__WORK REQUEST__.
Everything in the data that follows has to be repeated verbatim.

__DATA FOR THIS EXERCISE__.

──────────────────────────────

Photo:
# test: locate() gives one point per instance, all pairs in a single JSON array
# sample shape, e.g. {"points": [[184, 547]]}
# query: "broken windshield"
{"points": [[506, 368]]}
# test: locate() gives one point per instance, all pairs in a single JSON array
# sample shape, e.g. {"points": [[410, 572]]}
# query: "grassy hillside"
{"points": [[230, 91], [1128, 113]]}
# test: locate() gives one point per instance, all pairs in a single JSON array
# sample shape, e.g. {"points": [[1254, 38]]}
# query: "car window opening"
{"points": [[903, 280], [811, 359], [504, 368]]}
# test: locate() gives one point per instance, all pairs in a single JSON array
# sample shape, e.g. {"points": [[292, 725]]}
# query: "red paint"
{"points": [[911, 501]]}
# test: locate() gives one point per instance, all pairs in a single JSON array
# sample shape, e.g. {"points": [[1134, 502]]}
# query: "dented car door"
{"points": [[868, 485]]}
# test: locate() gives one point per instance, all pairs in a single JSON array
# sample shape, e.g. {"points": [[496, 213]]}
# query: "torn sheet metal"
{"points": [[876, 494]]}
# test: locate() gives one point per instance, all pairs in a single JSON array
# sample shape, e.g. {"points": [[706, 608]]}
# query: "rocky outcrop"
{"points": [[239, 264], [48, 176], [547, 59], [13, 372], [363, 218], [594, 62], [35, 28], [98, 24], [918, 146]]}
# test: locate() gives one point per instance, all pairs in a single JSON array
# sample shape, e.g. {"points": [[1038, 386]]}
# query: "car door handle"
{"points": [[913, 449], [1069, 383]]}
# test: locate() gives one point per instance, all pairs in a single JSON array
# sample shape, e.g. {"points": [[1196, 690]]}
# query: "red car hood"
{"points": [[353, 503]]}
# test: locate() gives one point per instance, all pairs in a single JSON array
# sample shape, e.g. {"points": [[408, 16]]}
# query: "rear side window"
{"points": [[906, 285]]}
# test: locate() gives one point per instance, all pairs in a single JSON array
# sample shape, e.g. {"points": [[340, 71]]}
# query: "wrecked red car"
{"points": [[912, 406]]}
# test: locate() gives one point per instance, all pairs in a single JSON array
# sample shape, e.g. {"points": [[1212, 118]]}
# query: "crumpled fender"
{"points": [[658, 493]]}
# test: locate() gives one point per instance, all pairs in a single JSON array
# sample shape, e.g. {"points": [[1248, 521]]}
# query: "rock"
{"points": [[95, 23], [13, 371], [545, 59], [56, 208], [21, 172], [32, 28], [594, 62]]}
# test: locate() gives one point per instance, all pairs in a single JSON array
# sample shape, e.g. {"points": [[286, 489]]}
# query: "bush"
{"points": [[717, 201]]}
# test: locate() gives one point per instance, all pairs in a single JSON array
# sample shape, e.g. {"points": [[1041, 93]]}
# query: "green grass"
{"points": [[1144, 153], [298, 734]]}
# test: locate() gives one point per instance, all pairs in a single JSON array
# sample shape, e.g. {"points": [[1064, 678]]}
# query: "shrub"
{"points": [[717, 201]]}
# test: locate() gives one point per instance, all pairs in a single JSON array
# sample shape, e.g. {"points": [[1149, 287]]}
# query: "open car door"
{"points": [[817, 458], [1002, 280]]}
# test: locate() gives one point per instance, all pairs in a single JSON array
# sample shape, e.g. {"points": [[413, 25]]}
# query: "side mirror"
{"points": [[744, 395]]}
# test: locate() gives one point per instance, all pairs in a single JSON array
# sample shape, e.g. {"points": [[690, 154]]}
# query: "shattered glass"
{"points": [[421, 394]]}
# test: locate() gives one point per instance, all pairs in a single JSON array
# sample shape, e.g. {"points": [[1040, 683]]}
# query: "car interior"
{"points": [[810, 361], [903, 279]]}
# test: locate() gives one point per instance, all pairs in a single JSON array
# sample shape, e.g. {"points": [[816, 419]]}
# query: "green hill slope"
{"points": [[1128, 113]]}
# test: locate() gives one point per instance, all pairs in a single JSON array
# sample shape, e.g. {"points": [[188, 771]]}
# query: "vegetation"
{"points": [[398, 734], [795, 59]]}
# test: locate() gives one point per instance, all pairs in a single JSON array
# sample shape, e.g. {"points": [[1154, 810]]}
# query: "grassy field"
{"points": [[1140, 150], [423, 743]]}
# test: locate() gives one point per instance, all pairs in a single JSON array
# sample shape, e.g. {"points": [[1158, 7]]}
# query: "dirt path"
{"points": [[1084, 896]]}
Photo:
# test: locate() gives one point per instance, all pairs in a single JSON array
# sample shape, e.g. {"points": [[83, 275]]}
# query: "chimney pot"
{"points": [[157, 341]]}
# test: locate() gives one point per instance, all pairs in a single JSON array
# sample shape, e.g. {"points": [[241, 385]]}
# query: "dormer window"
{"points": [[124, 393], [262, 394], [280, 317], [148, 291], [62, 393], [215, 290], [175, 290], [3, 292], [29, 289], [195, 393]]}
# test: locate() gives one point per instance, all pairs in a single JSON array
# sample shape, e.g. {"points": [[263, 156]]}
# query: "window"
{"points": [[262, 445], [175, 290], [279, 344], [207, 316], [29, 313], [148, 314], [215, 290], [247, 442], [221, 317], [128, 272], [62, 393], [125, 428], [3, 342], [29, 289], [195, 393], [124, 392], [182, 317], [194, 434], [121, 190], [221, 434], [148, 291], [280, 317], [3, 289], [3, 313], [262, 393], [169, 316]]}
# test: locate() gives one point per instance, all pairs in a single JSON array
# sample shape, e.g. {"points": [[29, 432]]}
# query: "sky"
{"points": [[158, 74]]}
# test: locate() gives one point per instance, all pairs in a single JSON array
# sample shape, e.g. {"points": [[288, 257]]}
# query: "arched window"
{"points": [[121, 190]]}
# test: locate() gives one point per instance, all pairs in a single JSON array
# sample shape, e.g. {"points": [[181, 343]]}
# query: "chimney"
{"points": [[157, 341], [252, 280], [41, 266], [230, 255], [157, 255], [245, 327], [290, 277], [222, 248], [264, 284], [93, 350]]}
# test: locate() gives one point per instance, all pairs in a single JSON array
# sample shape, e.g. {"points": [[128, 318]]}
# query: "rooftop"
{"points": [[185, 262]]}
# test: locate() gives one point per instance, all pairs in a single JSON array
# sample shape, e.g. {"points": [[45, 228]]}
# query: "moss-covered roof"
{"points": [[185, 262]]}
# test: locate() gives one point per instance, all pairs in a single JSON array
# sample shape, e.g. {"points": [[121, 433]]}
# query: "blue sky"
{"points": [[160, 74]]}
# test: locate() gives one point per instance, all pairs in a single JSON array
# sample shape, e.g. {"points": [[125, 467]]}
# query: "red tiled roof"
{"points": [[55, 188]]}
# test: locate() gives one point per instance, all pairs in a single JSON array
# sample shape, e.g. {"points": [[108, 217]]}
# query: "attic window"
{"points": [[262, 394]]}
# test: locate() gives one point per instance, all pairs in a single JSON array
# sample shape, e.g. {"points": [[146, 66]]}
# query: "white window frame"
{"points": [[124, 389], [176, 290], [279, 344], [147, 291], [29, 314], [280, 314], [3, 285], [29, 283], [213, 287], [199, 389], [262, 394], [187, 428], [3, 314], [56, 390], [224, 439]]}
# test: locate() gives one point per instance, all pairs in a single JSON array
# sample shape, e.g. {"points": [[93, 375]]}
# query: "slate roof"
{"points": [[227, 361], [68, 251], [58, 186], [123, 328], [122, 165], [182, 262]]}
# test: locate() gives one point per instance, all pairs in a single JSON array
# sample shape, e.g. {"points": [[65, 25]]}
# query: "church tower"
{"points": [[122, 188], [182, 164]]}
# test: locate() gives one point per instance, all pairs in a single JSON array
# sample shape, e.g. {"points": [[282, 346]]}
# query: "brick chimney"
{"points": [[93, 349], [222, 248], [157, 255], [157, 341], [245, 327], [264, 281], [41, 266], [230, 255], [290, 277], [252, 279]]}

──────────────────────────────

__ANSWER SPACE__.
Photo:
# test: locate() gives one point per instance, all pairs in a single JSON array
# sample shape, e.g. {"points": [[184, 547]]}
# query: "broken windshield"
{"points": [[506, 368]]}
# test: locate() gives one point per instance, all pairs in a single JSON array
# sample shape, e.g. {"points": [[410, 572]]}
# query: "grassy hillside"
{"points": [[230, 91], [1128, 113]]}
# test: locate() gives one point per instance, all pairs in a single JSON array
# sample shape, e.g. {"points": [[1254, 38]]}
# query: "car window opening"
{"points": [[903, 280], [811, 359], [504, 368]]}
# test: locate() gives one point per instance, all pairs in a single JSON array
# sample shape, e.g. {"points": [[292, 725]]}
# query: "red paint"
{"points": [[911, 501]]}
# test: locate() gives one point per instance, all pairs in a single JSON array
# sample shape, e.g. {"points": [[1134, 502]]}
# query: "dented car door"
{"points": [[868, 485]]}
# test: locate() gives one point per instance, all pairs in a single JSON array
# sample shape, e.g. {"points": [[496, 213]]}
# query: "torn sheet metal"
{"points": [[876, 494]]}
# test: locate() gives one point per instance, all pairs in a single JSON array
# sample shape, e.g. {"points": [[706, 608]]}
# query: "rocky outcrop"
{"points": [[239, 264], [48, 176], [547, 59], [13, 372], [363, 218], [594, 62], [35, 28], [98, 24], [918, 146]]}
# test: locate() gives one point per instance, all pairs in a single JSON array
# sample shape, e.g. {"points": [[1038, 386]]}
# query: "car door handle"
{"points": [[913, 449], [1069, 383]]}
# test: locate() gives one point per instance, all pairs in a single JSON array
# sample shape, e.g. {"points": [[1196, 690]]}
# query: "red car hood"
{"points": [[353, 503]]}
# test: locate() gives one point per instance, all pairs in a single JSON array
# sample shape, e.g. {"points": [[408, 16]]}
# query: "rear side window"
{"points": [[906, 285]]}
# test: locate() gives one point per instance, all pairs in a single JSON array
# sample shape, e.g. {"points": [[340, 71]]}
# query: "wrecked red car"
{"points": [[912, 406]]}
# test: locate() gives one point per instance, all pairs in a single JSON array
# sample shape, e.g. {"points": [[1212, 118]]}
# query: "crumpled fender"
{"points": [[658, 493]]}
# test: locate() gives one point per instance, all pairs in a single JSON array
# sample shape, e.g. {"points": [[1248, 521]]}
# query: "rock"
{"points": [[95, 23], [13, 371], [545, 59], [56, 208], [21, 172], [32, 28], [594, 62]]}
# test: locate() gives one point per instance, all pairs in a single JSON array
# sample shape, e.g. {"points": [[286, 489]]}
# query: "bush"
{"points": [[717, 201]]}
# test: locate() gives one point per instance, all pairs in a single JSON array
# sample shape, e.g. {"points": [[1041, 93]]}
# query: "green grass"
{"points": [[1144, 153], [298, 734]]}
# test: locate() gives one point per instance, all pairs in a single JSON array
# sample shape, e.g. {"points": [[1064, 678]]}
# query: "shrub"
{"points": [[717, 201]]}
# test: locate() gives one point per instance, all pairs in a single JSON array
# sample shape, e.g. {"points": [[1149, 287]]}
# query: "open car door"
{"points": [[817, 458], [1002, 280]]}
# test: locate() gives one point per instance, all pairs in a single JSON array
# sample shape, e.g. {"points": [[413, 25]]}
# query: "side mirror"
{"points": [[744, 395]]}
# test: locate() gives one point per instance, all pairs in a single JSON array
# sample shape, e.g. {"points": [[690, 154]]}
# query: "shattered glass"
{"points": [[421, 394]]}
# test: locate() gives one point per instance, all pairs in a single JSON array
# sample shape, e.g. {"points": [[1040, 683]]}
# query: "car interior"
{"points": [[810, 361], [903, 279]]}
# test: locate() gives one point per instance, all pairs in a single JSON array
# sample shape, e.g. {"points": [[816, 419]]}
# query: "green hill slope"
{"points": [[1128, 113]]}
# test: locate() gives one point per instance, all pairs in a single JSON array
# sample shape, e.g. {"points": [[188, 771]]}
# query: "vegetation"
{"points": [[398, 734], [795, 59]]}
# test: locate() gives one point per instance, all pairs in a single JSON array
# sample shape, e.g. {"points": [[1154, 810]]}
# query: "grassy field"
{"points": [[1140, 150], [423, 743]]}
# test: locate() gives one point per instance, all pairs in a single JSON array
# sample shape, e.g. {"points": [[1158, 7]]}
# query: "dirt path"
{"points": [[1084, 896]]}
Photo:
# test: locate() gives one point per instance, all pairs in a single JSON array
# sample shape, e.g. {"points": [[83, 275]]}
# query: "chimney pot"
{"points": [[157, 341]]}
# test: locate() gives one point per instance, all pairs in a single JSON array
# sample shape, e.g. {"points": [[241, 385]]}
# query: "dormer window"
{"points": [[124, 393], [262, 394], [280, 317], [148, 291], [62, 393], [215, 290], [175, 290], [3, 292], [29, 289], [195, 393]]}
# test: locate() gives one point per instance, all pairs in a single JSON array
# sample shape, e.g. {"points": [[263, 156]]}
# query: "window"
{"points": [[262, 445], [175, 290], [279, 344], [207, 316], [29, 313], [148, 314], [215, 290], [247, 442], [221, 317], [128, 272], [62, 393], [125, 428], [3, 342], [29, 289], [195, 393], [124, 392], [182, 317], [194, 434], [121, 190], [221, 434], [148, 291], [280, 317], [3, 289], [3, 313], [262, 393], [169, 316]]}
# test: locate() gives one point per instance, all pairs in a single JSON array
# sample shape, e.g. {"points": [[29, 432]]}
# query: "sky"
{"points": [[158, 74]]}
# test: locate() gives one point per instance, all pairs in a single JSON array
# sample shape, e.g. {"points": [[288, 257]]}
# query: "arched window"
{"points": [[121, 190]]}
# test: locate() gives one point per instance, all pairs in a single JSON array
# sample shape, e.g. {"points": [[181, 343]]}
# query: "chimney"
{"points": [[157, 341], [252, 280], [41, 266], [230, 255], [157, 255], [245, 327], [290, 277], [222, 248], [264, 284], [93, 350]]}
# test: locate() gives one point per instance, all pairs in a single JSON array
# sample shape, e.g. {"points": [[128, 318]]}
# query: "rooftop"
{"points": [[185, 262]]}
# test: locate() gives one point per instance, all pairs in a single JSON array
# sample shape, e.g. {"points": [[45, 228]]}
# query: "moss-covered roof"
{"points": [[185, 262]]}
# test: locate() gives one point per instance, all pairs in a single JSON array
# sample shape, e.g. {"points": [[121, 433]]}
# query: "blue sky"
{"points": [[160, 74]]}
# test: locate() gives one point per instance, all pairs in a single JSON array
# sample shape, e.g. {"points": [[125, 467]]}
# query: "red tiled roof"
{"points": [[55, 188]]}
# test: locate() gives one point per instance, all pairs in a single JSON array
# sample shape, e.g. {"points": [[108, 217]]}
# query: "attic window"
{"points": [[262, 394]]}
# test: locate() gives one point per instance, all pairs in a single JSON array
# sample shape, e.g. {"points": [[146, 66]]}
# query: "white window frame"
{"points": [[124, 389], [176, 290], [279, 344], [147, 291], [29, 314], [280, 314], [3, 285], [29, 283], [213, 287], [199, 389], [262, 394], [187, 428], [3, 314], [56, 390], [224, 439]]}
# test: locate() gives one point per instance, all pairs in a single JSON array
# sample shape, e.g. {"points": [[93, 375]]}
# query: "slate roof"
{"points": [[227, 361], [68, 251], [58, 186], [123, 328], [122, 165], [182, 262]]}
# test: locate() gives one point per instance, all pairs in a single JSON array
# sample shape, e.g. {"points": [[65, 25]]}
# query: "church tower"
{"points": [[122, 188], [182, 164]]}
# test: locate() gives one point per instance, all pairs in a single JSON array
# sample shape, e.g. {"points": [[282, 346]]}
# query: "brick chimney"
{"points": [[93, 349], [222, 248], [157, 255], [157, 341], [245, 327], [264, 281], [41, 266], [230, 255], [290, 277], [252, 279]]}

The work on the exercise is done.